Entries from a point annotation set:
= = = =
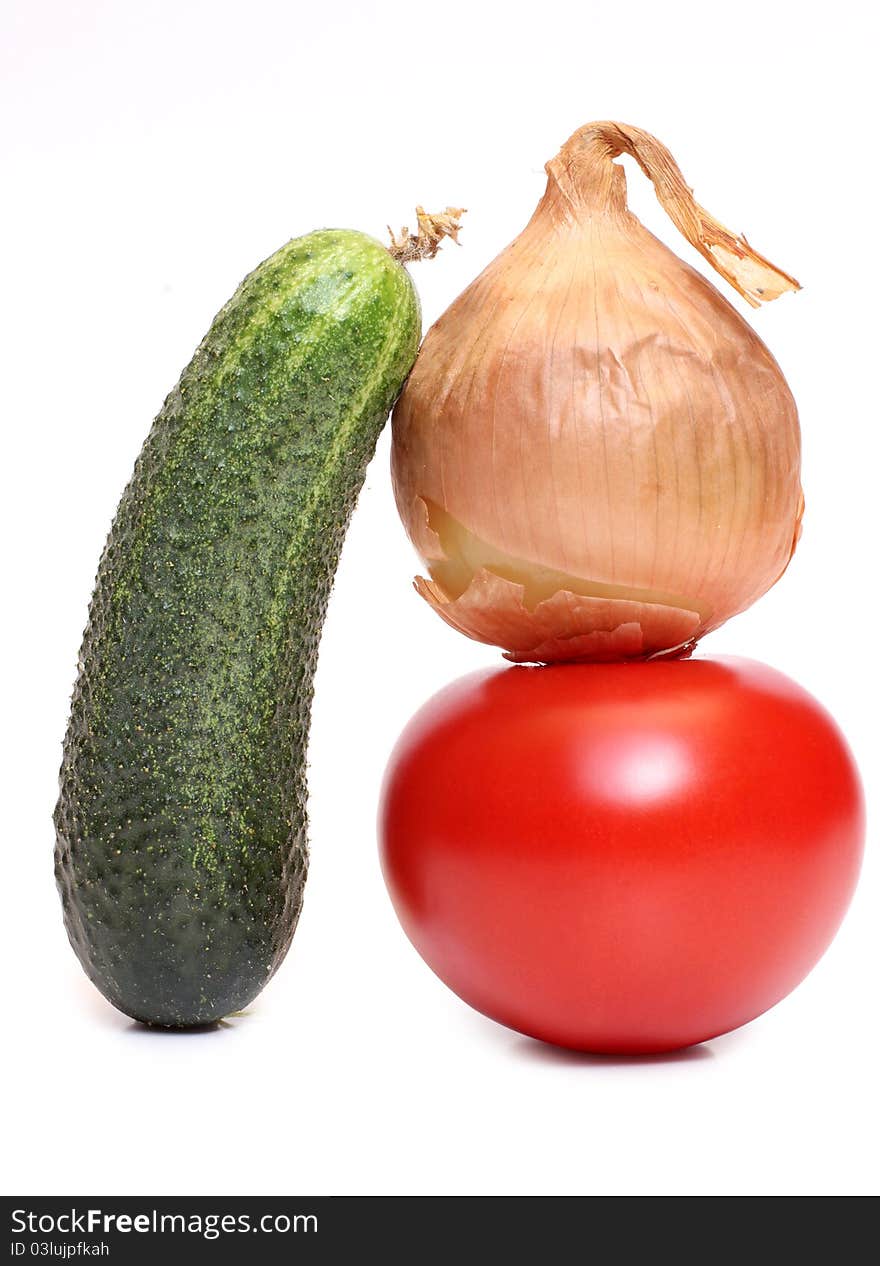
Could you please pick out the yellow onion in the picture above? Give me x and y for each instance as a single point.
(595, 455)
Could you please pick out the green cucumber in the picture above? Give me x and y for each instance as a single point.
(181, 821)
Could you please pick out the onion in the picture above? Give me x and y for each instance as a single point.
(595, 456)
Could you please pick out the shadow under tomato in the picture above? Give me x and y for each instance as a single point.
(542, 1052)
= = = =
Written problem: Reproduce all of the material above line for line, without changing a word, but leave out the pictures.

Written answer:
Could you please pick out the yellow onion in the picture above? Give me x and y for each instance as a single point.
(595, 455)
Could you please pick out the green cucumber in the picture above? Give me x and y for each instance as a single point.
(181, 821)
Could you please pick out the onion in the picture above? Give me x and y for each instance as a single point.
(595, 456)
Could you please pick out the shadow under tomato in the picture above? Give me x and y for each instance as a single point.
(542, 1052)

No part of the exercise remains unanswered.